Work to be completed: Your task is to write out every line of the data exactly. Drop the pictures.

(Stored dataset items)
____________

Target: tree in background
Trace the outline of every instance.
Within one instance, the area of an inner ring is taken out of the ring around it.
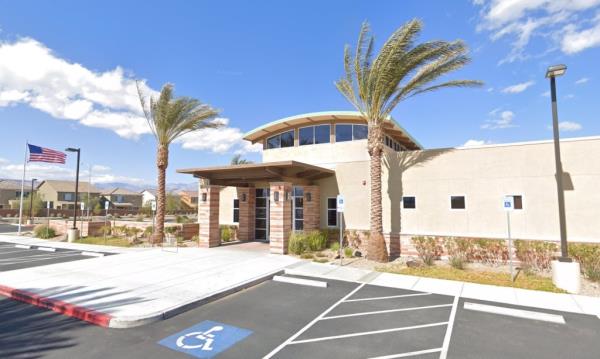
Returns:
[[[179,195],[169,192],[167,193],[167,213],[173,214],[182,209],[181,198]]]
[[[23,216],[24,217],[29,217],[29,206],[31,203],[31,195],[24,197],[23,198]],[[13,209],[18,209],[19,208],[19,201],[12,201],[11,202],[11,208]],[[33,216],[40,216],[40,215],[46,215],[45,213],[43,213],[42,209],[46,208],[46,202],[44,201],[44,196],[42,194],[39,193],[35,193],[33,195],[33,209],[32,209],[32,213]],[[43,214],[42,214],[43,213]]]
[[[169,165],[169,146],[181,136],[203,128],[221,125],[214,121],[219,112],[210,105],[190,97],[173,97],[173,85],[166,84],[157,99],[142,94],[137,83],[140,104],[148,125],[157,142],[156,167],[158,168],[158,188],[156,193],[156,229],[153,242],[163,241],[165,235],[165,211],[167,195],[165,189],[166,170]]]
[[[451,80],[433,83],[470,62],[467,46],[461,40],[428,41],[416,44],[423,27],[411,20],[396,30],[375,58],[374,38],[369,24],[363,23],[354,57],[344,49],[344,77],[335,82],[337,89],[367,120],[371,177],[369,259],[384,262],[388,253],[383,238],[381,204],[381,160],[383,124],[396,105],[407,98],[446,87],[480,86],[480,81]]]
[[[232,165],[245,165],[245,164],[248,164],[248,163],[254,163],[254,162],[242,158],[241,154],[237,154],[237,155],[235,155],[235,156],[233,156],[231,158],[231,164]]]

____________

Solution:
Target: tree in background
Trace the outline of every instance.
Within one instance, the area of an inner ring is taken out of the ring around it.
Returns:
[[[179,195],[169,192],[167,193],[167,213],[173,214],[182,209],[181,198]]]
[[[23,216],[24,217],[29,217],[29,206],[31,203],[31,195],[24,197],[23,198]],[[13,209],[18,209],[19,208],[19,201],[12,201],[11,202],[11,208]],[[33,216],[40,216],[40,215],[46,215],[45,213],[43,213],[42,209],[46,208],[46,202],[44,201],[44,196],[42,194],[39,193],[35,193],[33,195],[33,209],[32,209],[32,213]],[[43,214],[42,214],[43,213]]]
[[[169,165],[169,146],[181,136],[203,128],[221,125],[214,121],[219,112],[210,105],[190,97],[173,97],[173,85],[166,84],[157,99],[142,94],[137,83],[140,104],[148,125],[157,142],[156,167],[158,168],[158,188],[156,193],[156,229],[153,242],[163,241],[165,235],[165,211],[167,195],[165,189],[166,170]]]
[[[451,80],[433,83],[470,62],[467,46],[461,40],[428,41],[416,44],[423,27],[411,20],[396,30],[375,58],[374,38],[369,24],[363,23],[354,57],[344,49],[344,77],[335,82],[337,89],[367,120],[371,177],[369,259],[384,262],[388,253],[383,238],[381,204],[381,160],[383,124],[396,105],[407,98],[446,87],[480,86],[480,81]]]
[[[232,165],[245,165],[245,164],[248,164],[248,163],[254,163],[254,162],[242,158],[241,154],[237,154],[237,155],[235,155],[235,156],[233,156],[231,158],[231,164]]]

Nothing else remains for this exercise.